::: RECORDS SHOWN :::
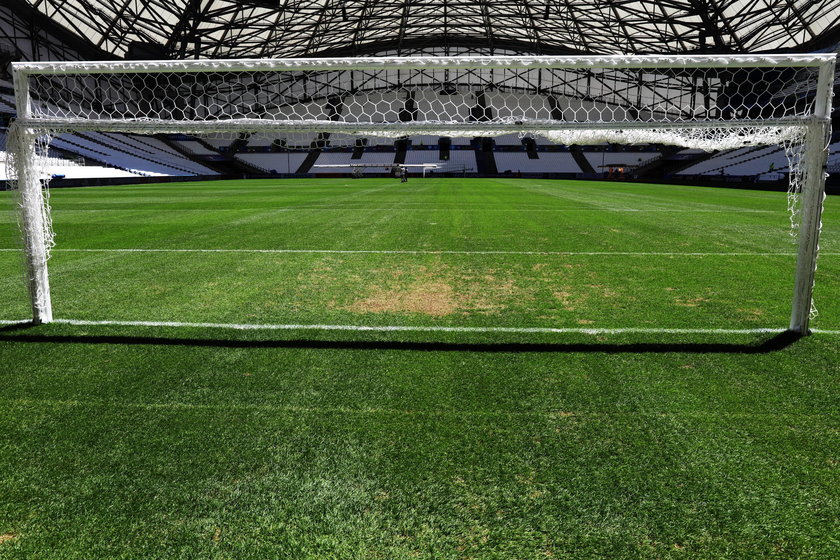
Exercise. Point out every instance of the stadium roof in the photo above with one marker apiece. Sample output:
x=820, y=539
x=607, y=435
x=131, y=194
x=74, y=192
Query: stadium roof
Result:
x=277, y=28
:::
**PROMPT**
Please edit the material by swapping "stadium roof" for "grandstand roof" wherever it occurs, leaving every other line untouched. Omit the pictures from your answer.

**RIGHT ANSWER**
Exercise. Point out every instance of the grandstand roof in the photo above with one marker apiece. Sample output:
x=820, y=539
x=607, y=435
x=131, y=194
x=74, y=192
Query: grandstand roof
Result:
x=277, y=28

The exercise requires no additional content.